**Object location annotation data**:

--- start ---

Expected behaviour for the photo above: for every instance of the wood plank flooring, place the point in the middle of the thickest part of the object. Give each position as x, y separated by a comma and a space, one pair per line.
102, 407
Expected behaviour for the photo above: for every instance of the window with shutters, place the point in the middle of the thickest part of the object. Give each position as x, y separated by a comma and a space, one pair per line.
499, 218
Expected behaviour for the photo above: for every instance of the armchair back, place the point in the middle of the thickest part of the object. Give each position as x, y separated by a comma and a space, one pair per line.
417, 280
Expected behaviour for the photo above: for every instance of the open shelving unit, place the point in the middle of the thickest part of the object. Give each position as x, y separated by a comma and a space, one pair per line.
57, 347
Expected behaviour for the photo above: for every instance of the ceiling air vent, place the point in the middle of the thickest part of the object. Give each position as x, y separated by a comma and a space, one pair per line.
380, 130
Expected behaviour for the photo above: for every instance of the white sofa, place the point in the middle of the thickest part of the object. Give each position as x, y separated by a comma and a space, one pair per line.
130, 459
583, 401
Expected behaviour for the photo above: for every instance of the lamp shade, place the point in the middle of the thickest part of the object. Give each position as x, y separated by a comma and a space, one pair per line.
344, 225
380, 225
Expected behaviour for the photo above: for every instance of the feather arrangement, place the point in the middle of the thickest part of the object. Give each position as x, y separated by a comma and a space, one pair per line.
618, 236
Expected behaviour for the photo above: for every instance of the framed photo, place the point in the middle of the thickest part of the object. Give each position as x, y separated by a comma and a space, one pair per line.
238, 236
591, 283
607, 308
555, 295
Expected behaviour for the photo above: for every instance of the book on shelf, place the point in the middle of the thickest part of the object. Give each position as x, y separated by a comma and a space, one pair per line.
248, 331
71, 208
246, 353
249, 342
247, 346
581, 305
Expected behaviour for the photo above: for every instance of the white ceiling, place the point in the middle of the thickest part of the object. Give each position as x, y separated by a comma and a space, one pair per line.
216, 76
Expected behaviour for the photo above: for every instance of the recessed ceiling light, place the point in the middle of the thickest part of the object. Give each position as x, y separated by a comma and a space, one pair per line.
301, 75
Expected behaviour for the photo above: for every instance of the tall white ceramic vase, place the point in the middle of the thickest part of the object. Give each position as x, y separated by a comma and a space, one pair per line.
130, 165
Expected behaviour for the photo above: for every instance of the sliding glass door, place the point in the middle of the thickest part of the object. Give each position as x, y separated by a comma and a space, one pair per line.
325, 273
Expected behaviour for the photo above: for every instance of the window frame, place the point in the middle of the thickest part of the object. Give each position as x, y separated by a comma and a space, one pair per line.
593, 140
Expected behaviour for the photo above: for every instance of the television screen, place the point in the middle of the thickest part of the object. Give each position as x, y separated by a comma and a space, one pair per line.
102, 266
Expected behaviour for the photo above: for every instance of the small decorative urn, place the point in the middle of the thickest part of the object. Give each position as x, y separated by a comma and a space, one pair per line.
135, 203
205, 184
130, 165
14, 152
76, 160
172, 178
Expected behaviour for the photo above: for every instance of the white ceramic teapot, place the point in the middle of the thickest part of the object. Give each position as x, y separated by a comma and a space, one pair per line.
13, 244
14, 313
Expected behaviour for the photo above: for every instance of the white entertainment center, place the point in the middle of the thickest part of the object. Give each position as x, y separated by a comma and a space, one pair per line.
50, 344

--- end ---

Edit the records above by replacing "thickest" with "widest" throughout, and keep all other text unchanged.

**Reply to the task**:
Expected behaviour for the photo above: for every instance of the wood plank flooring, place the point in the middle of the widest part of the object. Give each position as x, y separated by a comma and a space, one pair per line.
102, 407
Expected behaviour for the photo above: for every instance of the window with shutters, place the point in the middle of the widest part of the object. Give each position as x, y separated by a comma and a space, one pair per line.
499, 218
Expected behaviour for the photo above: for every instance of the armchair back, place the point in the middle of the widest part of the object. Give each position as x, y separated by a comma and a space, one pair per line.
417, 280
Expected behaviour for the photo above: for every instance of the open shelving unit, place the point in the middle of the widest part of the object. Give each position as x, y separated by a comma and a space, one pair per line.
57, 347
Expected behaviour for the photo above: for every instance of the ceiling air vent, place the point in the middle of the widest part of the object. Give each position as x, y separated by a comma and a space, one pair per line.
380, 130
Expected behaviour for the photo above: for every instance of the white sofa, place the point in the middle of the widest part of the object. Give each position as x, y separated by a comma and a space, one pair per line.
130, 459
583, 401
Expected behaviour for the photo above: for every instance of the lamp shade, place the point in the middle of the widest part of the object. Give each position as x, y separated by a comma and a space, one pair per line.
344, 225
380, 225
Expected behaviour for the photo above: for every instance of the feather arrangement, place the point in the middle of the widest part of the object. Give each position as x, y separated by a comma and a space, one pair per line.
618, 236
Expected behaviour for the photo above: for every instance of the framed photo, place the point in the middle of the widest part of the object. Give each position as x, y separated by a comma and a space, one pair per line.
238, 236
591, 283
607, 308
555, 295
Expected behaviour for the photo above: for every instance of the book on shelf, place the point in the middle of the widest part of the object. Give each position as x, y separated by a comma and a space, one pair per line.
248, 331
71, 208
246, 353
249, 342
247, 346
581, 305
Expected behaviour for the photo above: for every instance of the white ceiling, place the point in the middle of the widest part of the object. Give each position as x, y separated by a comma and a space, one pair per line.
216, 76
Expected behaviour for the photo above: for every instance of the recessed ceiling light, place the point in the middle of the widest part of the object. Give each position as x, y separated by a comma and a space, one pair per line.
301, 75
Expected behaviour for the photo above: for every instance of the tall white ceramic vase, place the point in the middle of the widest part of the object. Give each position as x, y separated by a comma and a space, one pair per line.
130, 165
Expected behaviour for the photo above: for every instance of the sliding glass door, place the point in the middle of the widest part of the object. Give each position as x, y separated by a comma and a space, one pair per line.
325, 273
Expected behaviour for the photo above: for every instance of the window frame, place the point in the middle of the widest part of the object. Give each position as x, y separated by a comma and a space, one pair per line.
593, 140
Expected behaviour for the photo above: for every instance of the television screen, place the point in the middle of the widest part of the object. Give each position as x, y separated by a comma and a space, one pair per line.
102, 266
Expected behaviour for the photo above: for every instance of the small decorative urn, place the point in the middle of the widest part of the object. Give each position as x, y separated by a comma and a space, one pair per line.
135, 203
205, 184
130, 165
14, 152
76, 160
172, 178
Expected behaviour for the photo above: for every instance of the white ceramic teapot, place the point in the middle of the widest part of the object. Give each position as x, y separated by a comma and a space, one pair per line.
13, 244
14, 313
Expected behaviour for the photo above: for every instance of the white entertainment center, place the point in the middle of the widest part of the object. Give each position as x, y separated by a comma and a space, one pair per line.
50, 344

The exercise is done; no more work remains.